# What is expected
Each entry here needs to be given again exactly.

(Dataset items)
-- -- --
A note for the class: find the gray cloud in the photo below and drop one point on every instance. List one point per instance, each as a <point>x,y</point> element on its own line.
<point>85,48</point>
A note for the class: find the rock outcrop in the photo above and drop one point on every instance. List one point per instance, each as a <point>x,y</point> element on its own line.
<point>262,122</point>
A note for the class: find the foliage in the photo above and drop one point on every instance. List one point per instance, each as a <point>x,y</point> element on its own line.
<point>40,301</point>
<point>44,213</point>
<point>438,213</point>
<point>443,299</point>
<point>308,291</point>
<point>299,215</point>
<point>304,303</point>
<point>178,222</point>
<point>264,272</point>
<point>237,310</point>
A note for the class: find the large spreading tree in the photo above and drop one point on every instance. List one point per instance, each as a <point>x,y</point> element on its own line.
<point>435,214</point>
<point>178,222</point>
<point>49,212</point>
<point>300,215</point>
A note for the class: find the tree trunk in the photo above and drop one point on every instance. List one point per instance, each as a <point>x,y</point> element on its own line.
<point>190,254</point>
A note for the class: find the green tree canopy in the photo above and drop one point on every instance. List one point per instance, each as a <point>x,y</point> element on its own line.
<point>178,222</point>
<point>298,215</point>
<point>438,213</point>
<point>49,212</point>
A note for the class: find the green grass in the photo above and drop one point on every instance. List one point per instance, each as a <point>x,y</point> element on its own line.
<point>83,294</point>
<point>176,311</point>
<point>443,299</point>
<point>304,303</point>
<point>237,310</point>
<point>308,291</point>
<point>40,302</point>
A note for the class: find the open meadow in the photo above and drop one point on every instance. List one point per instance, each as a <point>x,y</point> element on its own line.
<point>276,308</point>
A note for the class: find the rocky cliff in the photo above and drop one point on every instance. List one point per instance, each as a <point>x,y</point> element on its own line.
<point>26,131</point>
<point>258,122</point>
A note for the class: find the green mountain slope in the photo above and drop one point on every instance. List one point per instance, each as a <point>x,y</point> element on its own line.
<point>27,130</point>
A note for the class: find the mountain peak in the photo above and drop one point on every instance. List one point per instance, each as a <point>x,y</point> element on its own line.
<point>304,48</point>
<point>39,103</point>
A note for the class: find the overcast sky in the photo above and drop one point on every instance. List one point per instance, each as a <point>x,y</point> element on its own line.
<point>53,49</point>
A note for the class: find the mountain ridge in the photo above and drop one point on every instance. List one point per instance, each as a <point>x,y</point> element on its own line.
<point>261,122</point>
-- -- --
# Output for this task
A note for the class: find the gray cloud in the photo below and drop one point on every instance. List one point per instance, each as a <point>x,y</point> element on its own line.
<point>85,48</point>
A note for the class: find the rock outcrop in the photo above and drop one point on every instance. List one point per instance, each as a <point>x,y</point> element on its own line.
<point>262,122</point>
A note for the class: find the foliage in the photo above and drop one point on every instance. List one point per instance, each as a <point>x,y</point> element on its own line.
<point>40,301</point>
<point>44,213</point>
<point>438,213</point>
<point>443,299</point>
<point>308,291</point>
<point>299,215</point>
<point>304,303</point>
<point>178,222</point>
<point>264,272</point>
<point>237,310</point>
A note for the class: find the large spreading tree in the photo above and drop one point on every instance. List one point per instance, each as a <point>x,y</point> element on its own line.
<point>435,214</point>
<point>178,222</point>
<point>49,212</point>
<point>300,215</point>
A note for the class: find the tree trunk in the photo above and drop one point on every instance. List one point per instance, each as a <point>x,y</point> element on its own line.
<point>190,254</point>
A note for the class: find the green tree canopy in the photo above and drop one point on every instance. List one point per instance, each as a <point>x,y</point> element on its own line.
<point>178,222</point>
<point>298,215</point>
<point>438,213</point>
<point>49,212</point>
A note for the class: find the green grass in the photo above and drop one point on every instance. List one point per instance, each as a <point>x,y</point> element on its own line.
<point>83,294</point>
<point>176,311</point>
<point>443,299</point>
<point>304,303</point>
<point>237,310</point>
<point>308,291</point>
<point>40,302</point>
A note for the class: find the open meadow in the photo above and drop one point on every instance. List one point per instance, each as a <point>x,y</point> element on its own line.
<point>276,308</point>
A note for the class: find the rocky cliff in the photo above and drop one point on every instance. List one point per instance, each as a <point>x,y</point> element on its own line.
<point>26,131</point>
<point>258,122</point>
A note for the class: find the green mountain slope in the photo above and drop one point on every instance. List one point per instance, each as a <point>x,y</point> element on its own line.
<point>27,130</point>
A note for the class: find the mountain peak in the photo above and drop one point on every instance. List one point per instance, each as a <point>x,y</point> element on its own line.
<point>304,48</point>
<point>39,103</point>
A note for the class: find the overcast sky in the photo above and drop one point on every instance. List one point per instance, each as a <point>x,y</point> element on its own line.
<point>53,49</point>
A note for the class: find the mountain ridge in the photo above and drop one point on every instance. List one point per instance, each as a <point>x,y</point> element on its own line.
<point>261,122</point>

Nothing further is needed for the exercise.